#### KUTIPAN TERPILIH

Nama : Erwinda Hapsari
Nim : 1101055029
Prodi : Bahasa Indonesia
Kelas : 2 D
RANGKUMAN
BAB III SASTRA PUJANGGA BARU
1.
Latar Belakang
2.
Masa Awal Pujangga Baru
3.
Majalah Pujangga Baru
4.
Pengaruh Angkatan 80
5.
Konsep Seni Pujangga Baru
6.
Polemik Kebudayaan
7.
Beberapa Ciri Sastra Pujangga Baru
8.
Para Sastrawan Pujangga Baru
1.
LATAR
BELAKANG
a.
Pendidikan Belanda
Pendidikan Belanda dimulai pada tahun 1850. Namun
yang memperoleh pendidikan waktu itu hanya golongan bangsawan rendah, yang
biasa disebut kaum priyayi. Kaum priyayi ini memang diperlukan pemerintah
Belanda sebagai alat penghubung dengan rakyat dalam pemerintahannya. Dan inilah
sebabnya para priyayilah yang meengenal sastra modern pada masa embrional. Jadi
setelah tahun 1850 muncullah golongan terpelajar yang berasal dari golongan
priyayi. Tidak mengherankan kalau organisasi pergerakan nasional yang pertama
dibentuk oleh kaum priyayi ini (Budi Utomo).
Dengan adanya Politik Etis pada tahun 1904, maka
pendidikan Belanda meluas di kalangan rakyat biasa. Dua tahun sejak di
umumkannya politik etis ini, berdirilah sekolah-sekolah rakyat yang terdiri
dari dua macam: yakni sekolah Kelas Dua, yang mendidik calon-calon pegawai
rendah, muridnya berasal dari golongan masyarakat biasa. Sekolah Kelas Satu,
muridnya terdiri dari anak-anak golongan masyarakat menengah. Pelajaran yang
diberikan hanyalah membaca, menulis dan berhitung.
Untuk anak-anak golongan menengah atas didirikan
H.I.S. (Hollandsch Indische School) yang sama dengan sekolah dasar sekarang.
Setamat dari H.I.S. murid dapat melanjutkan ke MULO (SMTP), lalu ke AMS (SMA). Anak boleh terus
bersekolah kalau penghasilan dan jabatan orang tuanya memenuhi syarat.
Sejak
tahun 1920 didirikanlah perguruan tinggi teknik hukumdan pertanain, melengkapi
sekolah kedokteran (STOVIA) yang sudah ada di Jakarta sejak permulaan abad 20.

########

TUJUAN ANDA: Tulis ulang kutipan tentang pendidikan Belanda dari "Dengan adanya Politik" sampai dengan "tuanya memenuhi syarat.", dan tukar "AMS" dengan "Algemene Middelbare School". Baris-baris data yang menyertai tidak berperan di sini.

#### DATA DITAMPILKAN

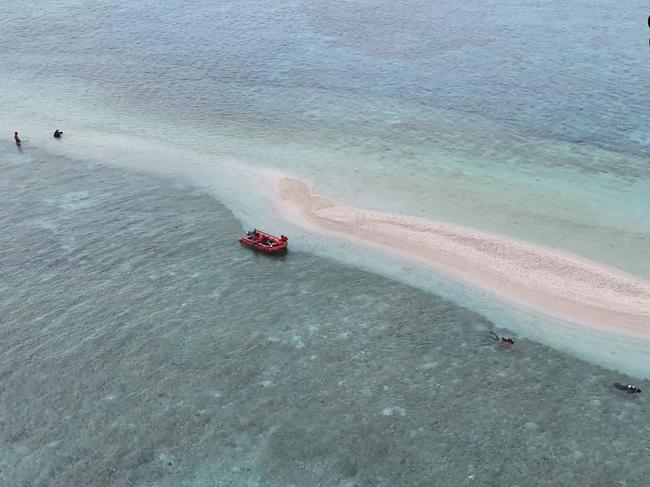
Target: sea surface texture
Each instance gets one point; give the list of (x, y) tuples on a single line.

########

HASIL PENGERJAAN:
Dengan adanya Politik Etis pada tahun 1904, maka
pendidikan Belanda meluas di kalangan rakyat biasa. Dua tahun sejak di
umumkannya politik etis ini, berdirilah sekolah-sekolah rakyat yang terdiri
dari dua macam: yakni sekolah Kelas Dua, yang mendidik calon-calon pegawai
rendah, muridnya berasal dari golongan masyarakat biasa. Sekolah Kelas Satu,
muridnya terdiri dari anak-anak golongan masyarakat menengah. Pelajaran yang
diberikan hanyalah membaca, menulis dan berhitung.
Untuk anak-anak golongan menengah atas didirikan
H.I.S. (Hollandsch Indische School) yang sama dengan sekolah dasar sekarang.
Setamat dari H.I.S. murid dapat melanjutkan ke MULO (SMTP), lalu ke Algemene Middelbare School (SMA). Anak boleh terus
bersekolah kalau penghasilan dan jabatan orang tuanya memenuhi syarat.